*DATA FOR PROCESSING*:
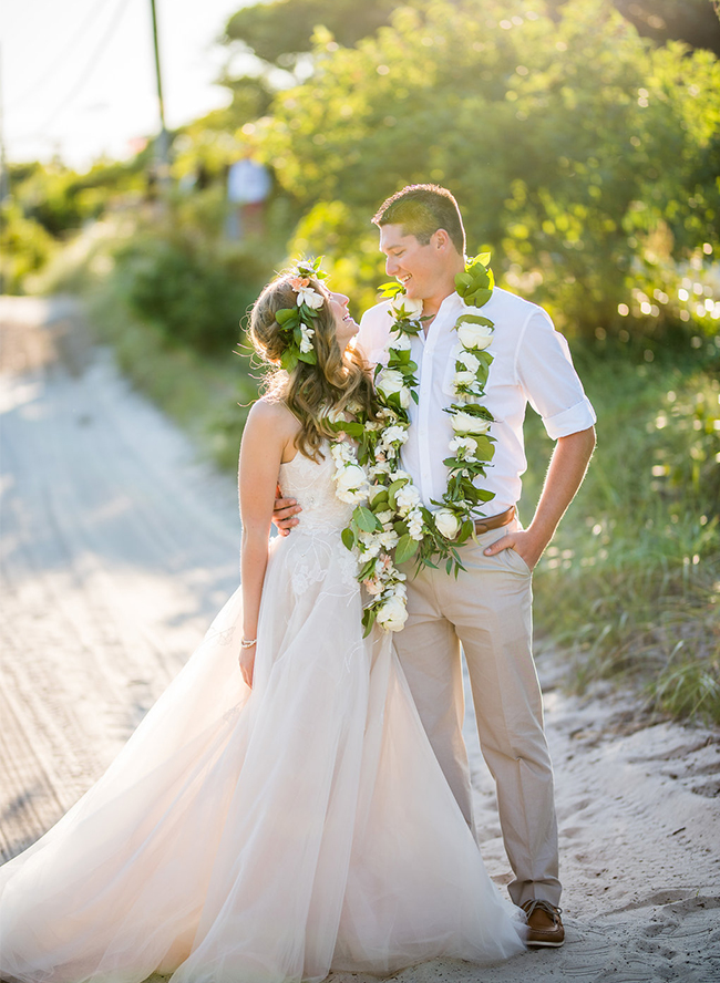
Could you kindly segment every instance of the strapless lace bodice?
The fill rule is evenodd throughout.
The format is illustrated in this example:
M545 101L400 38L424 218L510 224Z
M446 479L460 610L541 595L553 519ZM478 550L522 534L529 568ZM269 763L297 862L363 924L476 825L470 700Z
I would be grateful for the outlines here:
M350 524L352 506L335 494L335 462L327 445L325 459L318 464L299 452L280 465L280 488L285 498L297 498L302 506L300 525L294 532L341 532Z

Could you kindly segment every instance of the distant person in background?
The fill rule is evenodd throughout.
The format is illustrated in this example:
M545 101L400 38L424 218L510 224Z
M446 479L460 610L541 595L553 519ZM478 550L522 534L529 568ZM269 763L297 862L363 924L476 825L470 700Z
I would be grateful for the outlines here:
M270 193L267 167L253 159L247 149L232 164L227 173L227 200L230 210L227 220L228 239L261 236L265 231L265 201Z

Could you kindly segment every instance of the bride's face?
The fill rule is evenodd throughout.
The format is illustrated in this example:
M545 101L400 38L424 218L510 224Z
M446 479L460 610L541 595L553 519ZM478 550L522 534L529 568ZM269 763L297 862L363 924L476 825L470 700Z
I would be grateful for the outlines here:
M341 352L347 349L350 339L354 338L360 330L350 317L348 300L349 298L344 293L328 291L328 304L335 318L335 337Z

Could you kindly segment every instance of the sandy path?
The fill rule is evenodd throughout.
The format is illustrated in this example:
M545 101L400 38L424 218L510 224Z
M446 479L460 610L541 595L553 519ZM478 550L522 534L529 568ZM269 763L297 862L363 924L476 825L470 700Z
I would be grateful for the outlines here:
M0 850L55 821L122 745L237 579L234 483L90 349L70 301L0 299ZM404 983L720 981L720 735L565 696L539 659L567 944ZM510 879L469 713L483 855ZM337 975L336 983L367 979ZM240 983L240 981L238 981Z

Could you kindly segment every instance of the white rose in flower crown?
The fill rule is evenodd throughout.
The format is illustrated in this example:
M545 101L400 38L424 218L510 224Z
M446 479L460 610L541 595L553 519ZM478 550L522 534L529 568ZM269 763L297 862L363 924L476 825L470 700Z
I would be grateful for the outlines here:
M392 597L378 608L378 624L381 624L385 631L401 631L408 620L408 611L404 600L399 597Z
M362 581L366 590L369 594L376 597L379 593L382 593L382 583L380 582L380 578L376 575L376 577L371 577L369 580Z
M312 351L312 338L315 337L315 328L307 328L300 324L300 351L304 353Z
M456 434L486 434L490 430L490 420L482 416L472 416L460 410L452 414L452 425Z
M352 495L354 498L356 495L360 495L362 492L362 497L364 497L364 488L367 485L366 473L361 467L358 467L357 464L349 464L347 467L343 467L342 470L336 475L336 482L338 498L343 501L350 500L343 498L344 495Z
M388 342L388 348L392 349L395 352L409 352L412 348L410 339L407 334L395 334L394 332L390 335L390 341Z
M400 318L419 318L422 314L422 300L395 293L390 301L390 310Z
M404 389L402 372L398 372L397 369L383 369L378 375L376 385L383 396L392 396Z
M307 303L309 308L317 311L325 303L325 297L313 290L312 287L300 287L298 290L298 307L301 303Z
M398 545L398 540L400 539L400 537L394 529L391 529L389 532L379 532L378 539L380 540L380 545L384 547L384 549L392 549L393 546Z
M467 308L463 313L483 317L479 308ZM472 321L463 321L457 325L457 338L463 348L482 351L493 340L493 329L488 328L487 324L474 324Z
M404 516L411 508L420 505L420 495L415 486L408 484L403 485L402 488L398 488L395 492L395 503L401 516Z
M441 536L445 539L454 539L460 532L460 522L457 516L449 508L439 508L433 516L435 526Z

*INSTRUCTIONS FOR THE TASK*: Switch "evenodd" to "nonzero" everywhere in the data above and write out all its lines again, otherwise unchanged. Leave out the pictures.

*SOLUTION FOR THIS TASK*:
Could you kindly segment every instance of the strapless lace bodice?
The fill rule is nonzero throughout.
The format is illustrated in this example:
M545 101L400 38L424 218L510 224Z
M446 479L460 610L541 595L553 519ZM478 550L522 534L529 568ZM269 763L297 862L363 924L476 825L470 700Z
I would be grateful for the outlines here:
M350 524L352 506L335 494L335 462L327 445L325 459L318 464L299 452L280 465L280 488L285 498L297 498L302 506L300 525L294 532L341 532Z

Could you kindly segment every instance of the distant person in background?
The fill rule is nonzero throughout.
The format is illustrated in this example:
M545 101L400 38L424 218L510 224Z
M446 479L460 610L541 595L553 519ZM478 550L522 534L529 568ZM269 763L297 862L363 924L476 825L470 700Z
I would be grateful for the outlines here:
M270 193L267 167L253 159L247 149L232 164L227 173L227 200L230 210L227 220L228 239L261 236L265 231L265 201Z

Could you kindly segment every instance of the bride's face?
The fill rule is nonzero throughout.
The format is illustrated in this example:
M545 101L400 38L424 218L510 224Z
M446 479L460 610L541 595L553 519ZM478 550L522 534L529 568ZM269 763L297 862L363 924L476 825L470 700Z
I would be grateful for the outlines here:
M341 352L347 349L350 339L354 338L360 330L350 317L348 300L349 298L344 293L328 291L328 304L335 318L335 337Z

Could you kindly segment every instance of the sandy path?
The fill rule is nonzero throughout.
The format is illustrated in this example:
M545 101L400 38L424 218L510 224Z
M446 479L460 610L541 595L553 519ZM478 550L522 534L529 568ZM269 763L297 862L363 924L476 825L470 700Z
I would be grateful for the outlines here:
M0 850L55 821L122 745L237 579L234 483L90 349L70 301L0 299ZM404 983L720 981L720 735L565 696L539 659L567 944ZM510 879L469 713L483 855ZM337 975L336 983L367 979ZM240 983L240 981L238 981Z

Could you kindly segment every instance of the white rose in flower crown?
The fill rule is nonzero throughout.
The format is illustrated in this example:
M545 101L400 38L424 218L510 224Z
M446 479L460 610L541 595L553 519ZM478 550L522 534L529 568ZM269 763L297 862L363 924L476 825L470 700Z
I would be grateful for the outlines here:
M392 597L378 608L378 624L381 624L385 631L401 631L408 620L408 611L404 600L399 597Z
M362 581L366 590L369 594L376 597L379 593L382 593L382 583L380 582L380 578L376 575L376 577L371 577L369 580Z
M312 351L312 338L315 337L315 328L307 328L300 324L300 351L304 353Z
M456 434L486 434L490 430L490 420L482 416L472 416L460 410L452 414L452 425Z
M352 495L354 498L356 495L360 495L362 492L362 497L364 497L364 488L367 485L366 473L361 467L358 467L357 464L349 464L347 467L343 467L342 470L336 475L336 482L338 498L343 501L350 500L343 498L344 495Z
M388 342L388 348L392 349L395 352L409 352L412 348L410 339L407 334L395 334L394 332L390 335L390 341Z
M400 318L419 318L422 314L422 300L395 293L390 301L390 310Z
M404 389L402 372L398 372L397 369L383 369L378 375L376 385L383 396L392 396Z
M307 303L309 308L317 311L325 303L325 297L313 290L312 287L300 287L298 290L298 307L301 303Z
M398 545L398 540L400 539L400 537L394 529L391 529L389 532L379 532L378 539L380 540L380 545L384 547L384 549L392 549L393 546Z
M467 308L463 313L483 317L479 308ZM472 321L463 321L457 325L457 338L463 348L482 351L493 340L493 329L488 328L487 324L474 324Z
M404 516L411 508L420 505L420 495L415 486L408 484L403 485L402 488L398 488L395 492L395 503L401 516Z
M441 536L445 539L454 539L460 532L460 522L457 516L449 508L439 508L433 516L435 526Z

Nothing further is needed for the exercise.